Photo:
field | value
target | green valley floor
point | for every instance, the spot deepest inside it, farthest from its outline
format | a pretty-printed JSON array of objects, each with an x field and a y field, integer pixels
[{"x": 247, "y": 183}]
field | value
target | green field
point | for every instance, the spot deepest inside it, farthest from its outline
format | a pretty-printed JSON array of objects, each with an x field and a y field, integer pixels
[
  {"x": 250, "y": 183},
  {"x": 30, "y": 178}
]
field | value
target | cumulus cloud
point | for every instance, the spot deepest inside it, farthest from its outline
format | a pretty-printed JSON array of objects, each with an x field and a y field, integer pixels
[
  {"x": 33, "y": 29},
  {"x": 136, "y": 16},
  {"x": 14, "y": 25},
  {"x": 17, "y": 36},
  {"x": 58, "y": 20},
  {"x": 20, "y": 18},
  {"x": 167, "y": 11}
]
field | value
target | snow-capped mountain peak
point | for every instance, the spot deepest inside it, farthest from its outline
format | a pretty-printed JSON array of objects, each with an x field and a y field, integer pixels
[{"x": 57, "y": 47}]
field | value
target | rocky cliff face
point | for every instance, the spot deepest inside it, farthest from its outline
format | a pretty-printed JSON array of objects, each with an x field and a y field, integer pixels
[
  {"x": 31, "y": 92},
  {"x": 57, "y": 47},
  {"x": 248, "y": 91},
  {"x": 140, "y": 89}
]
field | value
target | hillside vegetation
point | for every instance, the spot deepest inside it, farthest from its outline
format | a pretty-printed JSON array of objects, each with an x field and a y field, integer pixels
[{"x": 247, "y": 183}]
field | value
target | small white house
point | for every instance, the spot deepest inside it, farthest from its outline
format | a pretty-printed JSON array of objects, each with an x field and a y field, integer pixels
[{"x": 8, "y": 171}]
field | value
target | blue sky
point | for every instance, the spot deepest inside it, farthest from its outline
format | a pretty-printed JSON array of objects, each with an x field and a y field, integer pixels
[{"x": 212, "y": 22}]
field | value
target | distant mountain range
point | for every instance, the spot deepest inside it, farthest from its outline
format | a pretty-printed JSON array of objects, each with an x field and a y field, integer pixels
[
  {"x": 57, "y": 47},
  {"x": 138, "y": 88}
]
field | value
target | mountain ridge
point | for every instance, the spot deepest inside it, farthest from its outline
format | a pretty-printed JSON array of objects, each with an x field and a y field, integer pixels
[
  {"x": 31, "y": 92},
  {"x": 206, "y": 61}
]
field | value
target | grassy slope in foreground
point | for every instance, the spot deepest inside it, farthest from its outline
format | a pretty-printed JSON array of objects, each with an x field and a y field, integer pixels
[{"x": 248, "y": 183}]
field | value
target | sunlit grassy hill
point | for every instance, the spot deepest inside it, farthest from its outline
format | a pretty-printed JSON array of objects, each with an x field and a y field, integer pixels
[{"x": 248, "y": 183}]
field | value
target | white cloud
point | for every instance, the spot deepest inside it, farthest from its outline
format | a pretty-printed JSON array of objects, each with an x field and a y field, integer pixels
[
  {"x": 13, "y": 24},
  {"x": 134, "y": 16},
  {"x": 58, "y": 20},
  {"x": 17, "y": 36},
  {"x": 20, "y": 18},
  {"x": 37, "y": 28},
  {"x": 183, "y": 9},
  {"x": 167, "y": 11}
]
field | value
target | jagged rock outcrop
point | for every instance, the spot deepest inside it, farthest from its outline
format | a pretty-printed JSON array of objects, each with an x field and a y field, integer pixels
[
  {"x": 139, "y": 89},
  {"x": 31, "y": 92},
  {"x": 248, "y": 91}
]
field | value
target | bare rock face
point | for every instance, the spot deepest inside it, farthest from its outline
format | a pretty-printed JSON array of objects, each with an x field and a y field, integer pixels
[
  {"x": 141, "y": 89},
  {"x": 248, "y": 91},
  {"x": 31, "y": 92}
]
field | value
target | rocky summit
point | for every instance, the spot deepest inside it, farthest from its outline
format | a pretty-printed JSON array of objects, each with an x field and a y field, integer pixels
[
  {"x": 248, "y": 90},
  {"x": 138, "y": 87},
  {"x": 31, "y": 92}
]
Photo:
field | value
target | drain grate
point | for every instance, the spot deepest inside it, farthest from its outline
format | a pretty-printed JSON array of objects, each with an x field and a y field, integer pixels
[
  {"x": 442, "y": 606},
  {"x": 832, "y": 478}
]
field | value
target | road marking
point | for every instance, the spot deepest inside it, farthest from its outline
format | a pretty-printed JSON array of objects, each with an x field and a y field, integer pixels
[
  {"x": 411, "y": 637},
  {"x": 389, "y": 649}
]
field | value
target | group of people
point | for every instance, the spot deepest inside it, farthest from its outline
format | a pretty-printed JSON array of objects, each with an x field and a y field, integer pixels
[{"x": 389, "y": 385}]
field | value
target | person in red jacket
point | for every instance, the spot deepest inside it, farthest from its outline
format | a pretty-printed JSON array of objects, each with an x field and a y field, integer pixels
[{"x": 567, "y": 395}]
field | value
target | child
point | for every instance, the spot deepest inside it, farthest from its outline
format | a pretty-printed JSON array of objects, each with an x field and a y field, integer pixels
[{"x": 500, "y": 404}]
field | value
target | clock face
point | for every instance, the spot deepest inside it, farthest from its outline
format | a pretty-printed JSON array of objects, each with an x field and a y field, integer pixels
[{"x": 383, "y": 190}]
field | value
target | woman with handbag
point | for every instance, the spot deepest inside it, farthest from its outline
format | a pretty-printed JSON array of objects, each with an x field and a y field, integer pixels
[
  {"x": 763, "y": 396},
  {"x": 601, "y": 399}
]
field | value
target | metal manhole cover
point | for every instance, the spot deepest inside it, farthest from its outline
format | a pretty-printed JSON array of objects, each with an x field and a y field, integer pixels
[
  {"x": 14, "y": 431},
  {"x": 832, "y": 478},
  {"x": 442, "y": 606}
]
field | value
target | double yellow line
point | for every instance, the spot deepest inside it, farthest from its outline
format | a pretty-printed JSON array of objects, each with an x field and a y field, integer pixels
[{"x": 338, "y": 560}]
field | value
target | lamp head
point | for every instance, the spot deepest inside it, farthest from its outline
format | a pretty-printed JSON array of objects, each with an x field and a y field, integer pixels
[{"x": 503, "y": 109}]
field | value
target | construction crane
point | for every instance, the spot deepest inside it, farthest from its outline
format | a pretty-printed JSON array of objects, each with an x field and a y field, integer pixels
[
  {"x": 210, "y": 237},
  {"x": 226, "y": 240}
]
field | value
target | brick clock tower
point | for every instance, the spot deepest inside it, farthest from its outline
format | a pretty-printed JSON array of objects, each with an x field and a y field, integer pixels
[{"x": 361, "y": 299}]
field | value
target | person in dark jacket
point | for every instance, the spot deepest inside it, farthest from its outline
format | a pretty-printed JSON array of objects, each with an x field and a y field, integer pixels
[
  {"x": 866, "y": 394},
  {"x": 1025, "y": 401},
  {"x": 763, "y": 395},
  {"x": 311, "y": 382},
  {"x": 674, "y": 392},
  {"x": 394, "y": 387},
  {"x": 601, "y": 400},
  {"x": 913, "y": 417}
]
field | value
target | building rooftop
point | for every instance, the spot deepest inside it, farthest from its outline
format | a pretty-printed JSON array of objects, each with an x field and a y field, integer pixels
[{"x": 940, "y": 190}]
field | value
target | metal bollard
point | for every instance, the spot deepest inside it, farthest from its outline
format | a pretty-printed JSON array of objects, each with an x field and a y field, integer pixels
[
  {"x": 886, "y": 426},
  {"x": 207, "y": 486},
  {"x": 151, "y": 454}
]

==========

Where a line of the records includes "white", copy it.

- [Task solution]:
target | small white house
target | white cloud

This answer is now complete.